*Aufgabenstellung:* Schreibe bitte den Artikel über das Flüchtlingsabkommen zwischen der EU und der Türkei im Anschluss an seinen letzten Satz weiter.

*Bereitgestellter Auszug:*
EU-Türkei-Abkommen beschlossen: Aggressiv abgeschottet

Man ist sich einig: Alle in Griechenland ankommenden Flüchtlinge werden zurückgebracht. Die neue Regelung gilt schon ab Sonntag.

Angela Merkel sitzt im Auto. Eine Hand versucht ihr die Tür aufzuhalten.

Merkel: Tür zu Foto: ap

BRÜSSEL taz | Nach der Balkanroute wird nun auch der letzte Fluchtweg für syrische Bürgerkriegsopfer über Griechenland nach Europa geschlossen. Darauf haben sich die EU und die Türkei bei ihrem Gipfel in Brüssel im Grundsatz geeinigt.

Damit schwenkt die EU auf einen harten Kurs in der Flüchtlingspolitik um. Gleichzeitig treibt sie die umstrittene Annäherung an die Türkei weiter voran – trotz der autoritären Wende unter Präsident Recep Erdoğan.

*Datensatzzeilen:*
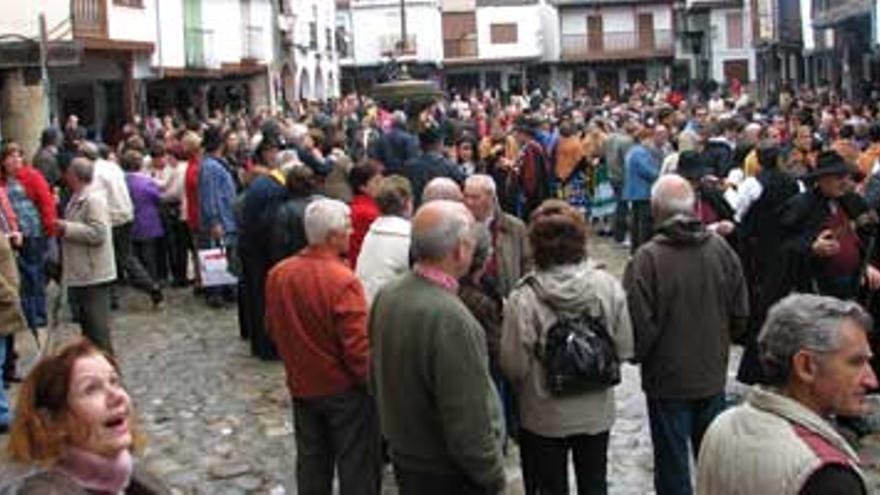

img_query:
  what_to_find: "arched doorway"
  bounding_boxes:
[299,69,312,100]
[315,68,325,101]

--

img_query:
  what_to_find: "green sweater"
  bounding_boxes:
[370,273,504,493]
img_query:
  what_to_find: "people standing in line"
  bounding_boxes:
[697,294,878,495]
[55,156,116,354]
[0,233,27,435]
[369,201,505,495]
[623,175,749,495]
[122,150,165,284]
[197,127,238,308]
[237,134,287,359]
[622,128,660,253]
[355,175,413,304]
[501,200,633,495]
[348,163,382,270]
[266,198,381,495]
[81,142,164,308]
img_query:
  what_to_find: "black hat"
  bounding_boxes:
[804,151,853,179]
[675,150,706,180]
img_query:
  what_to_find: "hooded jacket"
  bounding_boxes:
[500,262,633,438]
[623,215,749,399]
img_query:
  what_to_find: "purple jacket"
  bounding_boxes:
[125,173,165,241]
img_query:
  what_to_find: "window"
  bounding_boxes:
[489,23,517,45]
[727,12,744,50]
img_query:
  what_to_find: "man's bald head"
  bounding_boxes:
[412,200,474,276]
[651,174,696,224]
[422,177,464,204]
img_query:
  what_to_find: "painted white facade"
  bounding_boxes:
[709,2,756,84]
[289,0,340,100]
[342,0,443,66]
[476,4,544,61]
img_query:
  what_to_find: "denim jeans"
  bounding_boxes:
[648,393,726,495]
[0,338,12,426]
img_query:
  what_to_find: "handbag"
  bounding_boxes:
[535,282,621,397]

--

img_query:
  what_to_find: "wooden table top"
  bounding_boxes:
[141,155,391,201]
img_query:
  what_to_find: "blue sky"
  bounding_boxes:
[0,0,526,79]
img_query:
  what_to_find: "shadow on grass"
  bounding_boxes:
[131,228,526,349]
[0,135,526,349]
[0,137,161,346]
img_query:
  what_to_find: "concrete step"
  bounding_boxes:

*Ergebnis der Übung:*
Der Deal, der von Bundeskanzlerin Angela Merkel (CDU) gemeinsam mit dem türkischen Ministerpräsidenten Ahmet Davutoğlueingefädelt worden war, soll bereits am Sonntag in Kraft treten. Kurz danach würden alle Flüchtlinge, die per Boot auf den griechischen Inseln ankommen, in die Türkei zurückgeschickt. Selbst Kriegsflüchtlinge wären von der „Rückführung“ betroffen.

„Alle illegalen Migranten, die Griechenland von der Türkei aus erreichen, werden ab 20. März zurückgeschickt“, schrieb der tschechische Ministerpräsident Bohuslav Sobotka auf Twitter.

Die EU-Chefs versprechen sich davon eine abschreckende Wirkung und den Stopp der „irregulären“ Fluchtbewegung. Gleichzeitig wollen sie eine legale Einreisemöglichkeit aus der Türkei nach Europa schaffen. Für jeden abgeschobenen „illegalen“ Syrer soll ein anderer, ordentlich gemeldeter Syrer nach Europa ausreisen dürfen.

Auf 72.000 Menschen beschränkt

Allerdings soll dieses „Eins-zu-eins“-Prinzip, mit der ein türkisch-europäisches Flüchtlingskarussell in Gang käme, zunächst auf 72.000 Menschen beschränkt werden. Die Aufnahme soll bis auf ein schon im letzten Jahr beschlossenes Kontingent von 18.000 Köpfen freiwillig sein. Auch sonst konnten sich die Osteuropäer und andere „Unwillige“ durchsetzen: Auf die früher geforderte verpflichtende Umverteilung auf alle EU-Länder haben Merkel und die anderen Chefs verzichtet.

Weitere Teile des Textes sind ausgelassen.